— Start of Extract provided —
Thursday, August 29, 2013

THE TEN COOLEST SPORTS CLIQUES OF ALL TIME!



Today the WST pays tribute to the coolest cliques in sports.  These groups had it all: attitude, loyalty, personality, skill, style.  Most importantly, they weren't just teammates, they were friends. 

10. The Four Horseman

Members: Ric Flair.  Arn Anderson.  Tully Blanchard, Barry Windham and J.J. Dillon (manager)

-The first gang of Pro Wrestling.  They had all the titles.  They dressed in the best clothes.  Ate at the best restaurants and partied with the prettiest girls. They also stomped the shit out of any and all challengers and made it cool to be a villain.

9. Cincinnati Nasty Boys
Members: Ron Dribble, Norm Charlton, and Randy Myers.

-The three relievers Combined for 44 saves during 1990 season along with 8.5 scoreless innings en route to the Reds World Series sweep over the Oakland A’s.  Seriously, all three dealt more fire than your local herb man.

8. The Purple People Eaters
Members: Alan Page, Carl Eller, Jim Marshall, and Gary Larsen.

-One NFL MVP, two Hall of Fame jackets, and 19 Pro Bowls between the Vikings' D-Line.  If you ever heard the phrase “Meet at the Quarterback,” you have these brothers to thank.  Personally, I prefer their alternate “Purple Gang” nickname.

7. The Broad Street Bullies
Members: Dave “Hammer” Schultz, Bobby Clarke, Bob “Hound” Kelly, Phil Esposito, and Bill Barber.

They may not be number one, but they have the best nickname by a mile.    The Philadelphia Flyers of 1975 and '76 were skilled enough to win back-to-back Stanley Cups and mean enough that the starting line kicks it in eternal Hell with the likes of John Dillinger, Lizzy Borden, John Wilkes Booth, Benedict Arnold and of course, Nixon.


6. The Bermuda Triangle
Members: Mike Singletary, Otis Wilson, Wilbur Marshall.

-The Linebacking corps of the 85 Bears vaunted “46” defense would be higher but with so many stars on that unit, it’s not really fair.  Nice Shorts though fellas.
— End of Extract provided —
» **Direction**
In the sports cliques list, which alternate nickname for the Purple People Eaters does the writer prefer?
— Start of Extracted material —
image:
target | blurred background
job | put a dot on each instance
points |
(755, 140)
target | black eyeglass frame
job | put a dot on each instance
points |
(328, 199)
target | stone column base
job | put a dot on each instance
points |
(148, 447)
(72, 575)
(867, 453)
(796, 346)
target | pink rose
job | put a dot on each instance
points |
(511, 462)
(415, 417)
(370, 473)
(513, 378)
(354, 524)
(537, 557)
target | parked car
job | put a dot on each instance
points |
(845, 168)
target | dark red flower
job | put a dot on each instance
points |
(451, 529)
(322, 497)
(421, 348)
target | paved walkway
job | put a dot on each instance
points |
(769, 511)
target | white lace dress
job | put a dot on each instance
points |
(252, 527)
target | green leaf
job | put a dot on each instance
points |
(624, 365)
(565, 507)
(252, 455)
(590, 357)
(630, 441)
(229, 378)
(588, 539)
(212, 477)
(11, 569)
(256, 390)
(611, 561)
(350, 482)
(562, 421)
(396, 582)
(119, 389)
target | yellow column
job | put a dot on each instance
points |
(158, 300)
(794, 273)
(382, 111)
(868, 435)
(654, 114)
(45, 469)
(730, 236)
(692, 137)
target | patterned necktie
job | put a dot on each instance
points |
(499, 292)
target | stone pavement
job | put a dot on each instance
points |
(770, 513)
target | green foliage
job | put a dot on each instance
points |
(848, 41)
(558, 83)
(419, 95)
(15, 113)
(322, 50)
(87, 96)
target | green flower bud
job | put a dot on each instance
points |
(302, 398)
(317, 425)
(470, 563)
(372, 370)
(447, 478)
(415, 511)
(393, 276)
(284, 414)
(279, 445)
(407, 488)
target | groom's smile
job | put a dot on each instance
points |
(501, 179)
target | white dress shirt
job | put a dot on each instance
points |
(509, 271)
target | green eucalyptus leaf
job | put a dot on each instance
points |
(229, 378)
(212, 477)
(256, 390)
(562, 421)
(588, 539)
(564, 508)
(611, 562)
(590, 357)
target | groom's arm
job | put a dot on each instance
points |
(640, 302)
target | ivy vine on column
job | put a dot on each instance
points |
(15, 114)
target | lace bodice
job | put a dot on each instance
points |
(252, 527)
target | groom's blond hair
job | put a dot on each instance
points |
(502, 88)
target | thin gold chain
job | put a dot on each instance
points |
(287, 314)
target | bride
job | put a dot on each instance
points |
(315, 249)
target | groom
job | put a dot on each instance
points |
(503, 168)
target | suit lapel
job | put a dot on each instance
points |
— End of Extracted material —
» **Written answer**
"Purple Gang"